Written problem: Please reproduce the following listing word for word, from the line containing "On this screen, the white" down to the line containing "[749,0,791,330]", both included.

begin Material supplied

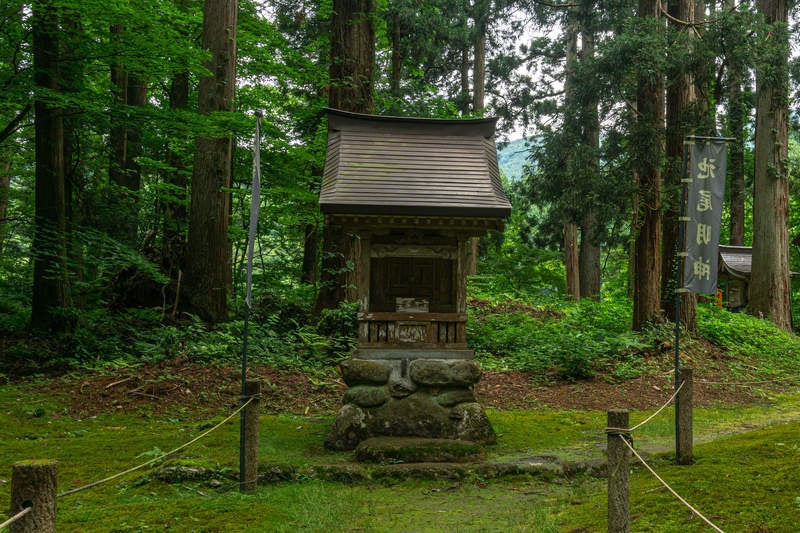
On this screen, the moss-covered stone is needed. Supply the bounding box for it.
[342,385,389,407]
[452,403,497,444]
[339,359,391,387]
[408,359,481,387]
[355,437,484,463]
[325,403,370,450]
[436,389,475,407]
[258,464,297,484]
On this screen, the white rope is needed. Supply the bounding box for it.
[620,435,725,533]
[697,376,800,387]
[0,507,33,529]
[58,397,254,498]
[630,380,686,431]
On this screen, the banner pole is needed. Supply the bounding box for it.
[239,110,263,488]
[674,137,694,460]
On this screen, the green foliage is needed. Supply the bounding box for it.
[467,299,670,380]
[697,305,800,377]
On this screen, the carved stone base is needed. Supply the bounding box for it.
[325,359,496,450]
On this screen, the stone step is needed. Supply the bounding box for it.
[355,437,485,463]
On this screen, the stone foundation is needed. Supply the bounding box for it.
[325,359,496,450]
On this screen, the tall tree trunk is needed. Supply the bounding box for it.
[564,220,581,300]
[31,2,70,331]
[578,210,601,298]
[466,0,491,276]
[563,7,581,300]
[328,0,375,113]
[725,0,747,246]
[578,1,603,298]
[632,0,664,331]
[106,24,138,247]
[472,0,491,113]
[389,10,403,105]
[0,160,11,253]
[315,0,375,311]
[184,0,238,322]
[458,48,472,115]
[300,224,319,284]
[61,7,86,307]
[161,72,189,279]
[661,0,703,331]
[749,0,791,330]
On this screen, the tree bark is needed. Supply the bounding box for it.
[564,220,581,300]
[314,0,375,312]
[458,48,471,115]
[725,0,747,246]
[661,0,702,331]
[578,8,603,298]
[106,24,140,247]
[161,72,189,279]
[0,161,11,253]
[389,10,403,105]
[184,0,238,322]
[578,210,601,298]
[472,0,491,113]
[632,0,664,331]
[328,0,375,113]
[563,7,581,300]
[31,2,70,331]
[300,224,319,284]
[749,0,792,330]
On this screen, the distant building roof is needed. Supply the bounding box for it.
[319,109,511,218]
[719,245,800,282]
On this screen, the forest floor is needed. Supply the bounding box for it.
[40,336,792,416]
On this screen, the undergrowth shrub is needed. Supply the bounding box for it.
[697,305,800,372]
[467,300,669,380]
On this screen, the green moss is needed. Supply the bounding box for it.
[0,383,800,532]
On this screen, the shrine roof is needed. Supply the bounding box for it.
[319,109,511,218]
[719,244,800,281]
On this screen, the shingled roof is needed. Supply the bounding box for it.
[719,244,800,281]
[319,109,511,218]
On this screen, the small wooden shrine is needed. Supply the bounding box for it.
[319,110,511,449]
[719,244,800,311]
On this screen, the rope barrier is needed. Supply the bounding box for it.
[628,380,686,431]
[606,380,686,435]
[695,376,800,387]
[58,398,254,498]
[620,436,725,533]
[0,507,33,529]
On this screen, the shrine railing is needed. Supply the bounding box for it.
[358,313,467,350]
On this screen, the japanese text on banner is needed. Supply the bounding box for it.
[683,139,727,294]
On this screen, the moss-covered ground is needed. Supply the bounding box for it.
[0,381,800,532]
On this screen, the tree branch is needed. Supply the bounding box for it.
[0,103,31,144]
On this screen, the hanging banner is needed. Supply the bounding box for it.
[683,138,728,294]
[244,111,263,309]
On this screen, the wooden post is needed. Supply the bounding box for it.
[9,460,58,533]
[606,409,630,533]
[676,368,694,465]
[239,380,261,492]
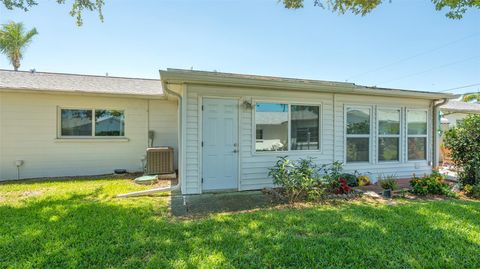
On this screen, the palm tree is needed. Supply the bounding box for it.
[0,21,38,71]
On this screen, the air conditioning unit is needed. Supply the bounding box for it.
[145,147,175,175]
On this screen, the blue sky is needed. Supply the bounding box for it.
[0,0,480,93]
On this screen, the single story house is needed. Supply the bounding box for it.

end Material supplied

Full answer:
On this screen, the white rope is needed. Supply the bounding box for it.
[620,435,725,533]
[697,376,800,387]
[0,507,33,529]
[58,397,254,498]
[630,380,686,431]
On this screen, the banner pole is needed. Supply the bounding box for it.
[239,110,263,488]
[674,137,694,460]
On this screen, the green foliage is needed. Supply the bounding box for it.
[467,299,670,380]
[697,305,800,377]
On this screen, the carved stone base is needed. Supply the bounding box for it.
[325,359,496,450]
On this screen, the stone step is needed. Supply the bounding box for it.
[355,437,485,463]
On this screen, the stone foundation is needed. Supply the bounding box for it.
[325,359,496,450]
On this screen, the tall tree trunk is needed. Supply the bounding box for it.
[564,220,581,300]
[31,2,70,331]
[578,210,601,298]
[466,0,491,276]
[563,7,581,300]
[328,0,375,113]
[725,0,747,246]
[578,1,603,298]
[632,0,664,331]
[106,24,138,247]
[472,0,491,113]
[389,10,403,105]
[0,160,11,253]
[315,0,375,311]
[184,0,238,322]
[458,48,472,115]
[300,224,319,284]
[61,7,86,307]
[161,72,189,279]
[661,0,703,331]
[749,0,791,330]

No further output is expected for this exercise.